In der Tat schwebte der von der tendenziösen Commission for a UK Bill of Rights vorgebrieften britische Regierung nichts weniger vor, als das Recht auf individuelle Beschwerde abzuschaffen und dem EGMR nur mehr die Kompetenz zu belassen, ausgelesene Fälle zu überprüfen (certiorari-System). Ein Leak des Vorentwurfs und daraufhin die geharnischte Intervention einer NGO-Koalition waren sicherlich mitentscheidend dafür, dass die finale «Brighton Declaration» in den wesentlichen Punkten entschärft wurde. Insbesondere wurde die primäre Verantwortung der Staaten für die Umsetzung der EMRK bekräftigt und dem EGMR zugestanden, dass er die EMRK «autoritativ interpretiert». Übrig blieb des Bedenklichen genug (Auswahl):
- Die Kürzung der Beschwerdefirst von 6 auf 4 Monate wird nicht zu weniger, sondern zu schlechteren Beschwerden führen, deren Bearbeitung den EGMR blockiert.
- Nach dem 14. Zusatzprotokoll kann der EGMR Beschwerden abweisen, wenn sie auf nichtigem Anlass beruhen. Die Schutzklausel, dass der Gerichtshof einen Fall dennoch überprüfen darf, wenn er auf nationaler Ebene nicht ordentlich geprüft worden war, soll gestrichen werden. Im Effekt sind nun die Staaten frei, die Rechtsweggarantie bei kleineren Fällen gänzlich aufzuheben.
- Das Ministerkomitee wurde bei der Urteilsumsetzung entgegen dem Vorentwurf nicht gestärkt.
- Ein Beitrag zum «Human Rights Trust Fund» wurde gegenüber dem Entwurf für freiwillig erklärt, dafür aber die Notwendigkeit einer «umsichtige Ausgabenpolitik» betont. Dabei hat die Sekundierung der EGMR-Kanzlei durch nationale Richter gezeigt, dass der Beschwerdeberg am einfachsten und effektivsten durch mehr Personal, also mehr Geld, abgebaut werden kann.
#####
[Aufgabe]
Gib einen Abschnitt aus dem Text zur Brighton Declaration wörtlich wieder. Beginne bei den Worten „- Das Ministerkomitee“ und höre nach „abgebaut werden kann.“ auf.

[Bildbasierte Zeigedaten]
#####
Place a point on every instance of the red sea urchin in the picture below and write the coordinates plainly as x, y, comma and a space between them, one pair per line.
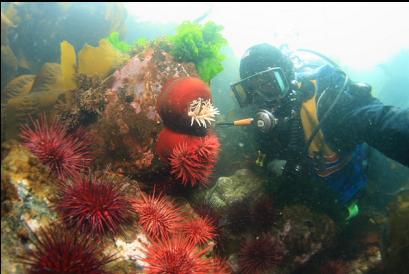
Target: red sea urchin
191, 158
261, 255
158, 217
95, 206
66, 155
177, 255
58, 251
199, 231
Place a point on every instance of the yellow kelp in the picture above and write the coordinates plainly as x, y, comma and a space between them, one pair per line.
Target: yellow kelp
68, 65
99, 60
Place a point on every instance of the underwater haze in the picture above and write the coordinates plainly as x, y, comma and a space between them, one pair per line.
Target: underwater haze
206, 137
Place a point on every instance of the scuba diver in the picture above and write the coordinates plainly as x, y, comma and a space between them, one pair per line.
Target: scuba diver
318, 120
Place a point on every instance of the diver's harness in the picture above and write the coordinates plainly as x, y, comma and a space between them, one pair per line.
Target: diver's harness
297, 149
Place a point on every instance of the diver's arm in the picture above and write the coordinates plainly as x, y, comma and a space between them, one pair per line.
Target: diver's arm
362, 118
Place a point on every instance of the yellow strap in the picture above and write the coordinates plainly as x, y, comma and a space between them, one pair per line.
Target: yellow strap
309, 119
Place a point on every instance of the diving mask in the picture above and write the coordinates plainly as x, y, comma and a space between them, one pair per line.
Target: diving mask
270, 85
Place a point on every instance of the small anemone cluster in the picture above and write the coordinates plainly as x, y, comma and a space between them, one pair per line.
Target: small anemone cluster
93, 208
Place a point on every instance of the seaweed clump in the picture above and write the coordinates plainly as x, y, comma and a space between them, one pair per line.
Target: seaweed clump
201, 45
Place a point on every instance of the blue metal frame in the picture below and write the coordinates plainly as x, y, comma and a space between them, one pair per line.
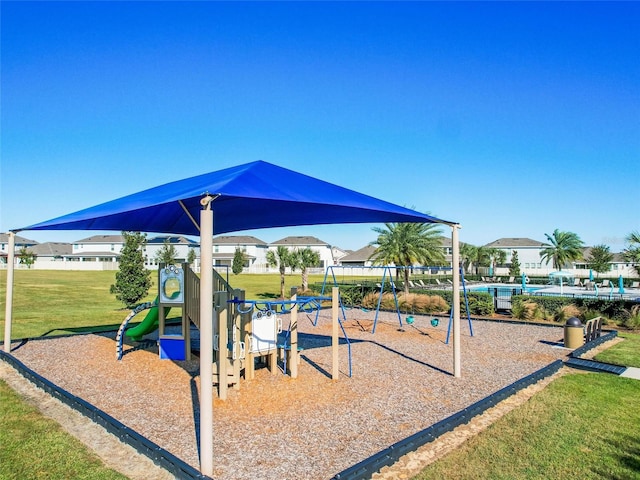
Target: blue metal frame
384, 275
305, 304
466, 303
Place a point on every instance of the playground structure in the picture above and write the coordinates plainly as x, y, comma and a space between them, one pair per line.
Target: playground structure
382, 285
243, 330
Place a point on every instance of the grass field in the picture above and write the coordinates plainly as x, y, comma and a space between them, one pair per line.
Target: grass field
582, 426
60, 302
33, 446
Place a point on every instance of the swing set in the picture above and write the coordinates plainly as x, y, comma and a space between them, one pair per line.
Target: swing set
330, 275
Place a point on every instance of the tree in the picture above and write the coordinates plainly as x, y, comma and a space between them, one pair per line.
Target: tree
407, 244
563, 248
514, 268
600, 259
191, 256
497, 257
282, 258
133, 281
632, 252
467, 254
305, 259
238, 262
26, 257
167, 254
482, 257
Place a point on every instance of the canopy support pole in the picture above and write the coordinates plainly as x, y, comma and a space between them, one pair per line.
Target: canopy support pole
206, 336
455, 260
188, 213
8, 312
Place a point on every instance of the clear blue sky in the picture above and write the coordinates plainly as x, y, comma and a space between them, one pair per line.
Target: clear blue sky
513, 119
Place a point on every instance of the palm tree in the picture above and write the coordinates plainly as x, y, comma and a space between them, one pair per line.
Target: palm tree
632, 252
497, 257
282, 258
563, 248
467, 255
482, 257
601, 257
407, 244
306, 258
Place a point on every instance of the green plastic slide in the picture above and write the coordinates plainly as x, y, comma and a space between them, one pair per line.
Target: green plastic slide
148, 325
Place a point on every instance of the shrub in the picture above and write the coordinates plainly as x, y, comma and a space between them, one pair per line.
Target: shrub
527, 310
562, 314
633, 320
414, 302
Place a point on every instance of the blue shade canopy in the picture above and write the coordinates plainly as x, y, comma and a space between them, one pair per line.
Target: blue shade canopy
250, 196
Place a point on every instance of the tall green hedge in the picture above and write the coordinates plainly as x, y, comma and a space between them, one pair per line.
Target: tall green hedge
616, 310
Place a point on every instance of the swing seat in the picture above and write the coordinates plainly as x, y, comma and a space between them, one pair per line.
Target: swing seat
286, 350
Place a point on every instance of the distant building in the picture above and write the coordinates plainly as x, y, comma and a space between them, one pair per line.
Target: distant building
528, 255
19, 241
97, 248
359, 258
254, 249
50, 252
300, 243
182, 246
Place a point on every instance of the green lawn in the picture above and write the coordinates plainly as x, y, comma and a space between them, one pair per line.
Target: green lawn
581, 426
60, 302
34, 446
624, 353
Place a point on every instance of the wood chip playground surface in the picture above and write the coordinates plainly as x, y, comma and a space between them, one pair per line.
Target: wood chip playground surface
310, 427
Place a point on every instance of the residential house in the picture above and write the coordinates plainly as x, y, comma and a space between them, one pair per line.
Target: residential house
254, 249
618, 266
97, 248
302, 242
182, 246
528, 251
359, 258
20, 242
51, 256
337, 253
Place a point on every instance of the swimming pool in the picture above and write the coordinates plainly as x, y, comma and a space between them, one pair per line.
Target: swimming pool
502, 289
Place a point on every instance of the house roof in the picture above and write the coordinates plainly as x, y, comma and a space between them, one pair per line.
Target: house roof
237, 240
172, 239
102, 239
51, 249
514, 242
300, 240
361, 255
229, 256
445, 241
4, 238
617, 257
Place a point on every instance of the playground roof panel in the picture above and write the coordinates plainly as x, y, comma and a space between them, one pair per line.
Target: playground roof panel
249, 196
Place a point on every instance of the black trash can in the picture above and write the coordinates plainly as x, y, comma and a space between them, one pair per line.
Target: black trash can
573, 333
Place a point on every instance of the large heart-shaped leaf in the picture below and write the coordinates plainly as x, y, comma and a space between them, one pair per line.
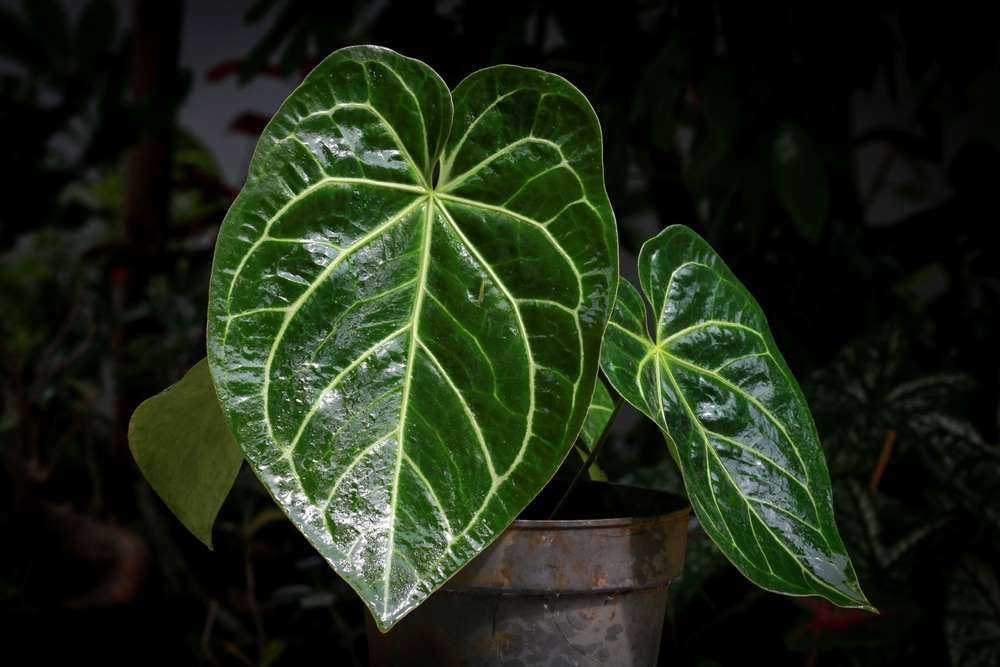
#####
[Lösung]
- Das Ministerkomitee wurde bei der Urteilsumsetzung entgegen dem Vorentwurf nicht gestärkt.
- Ein Beitrag zum «Human Rights Trust Fund» wurde gegenüber dem Entwurf für freiwillig erklärt, dafür aber die Notwendigkeit einer «umsichtige Ausgabenpolitik» betont. Dabei hat die Sekundierung der EGMR-Kanzlei durch nationale Richter gezeigt, dass der Beschwerdeberg am einfachsten und effektivsten durch mehr Personal, also mehr Geld, abgebaut werden kann.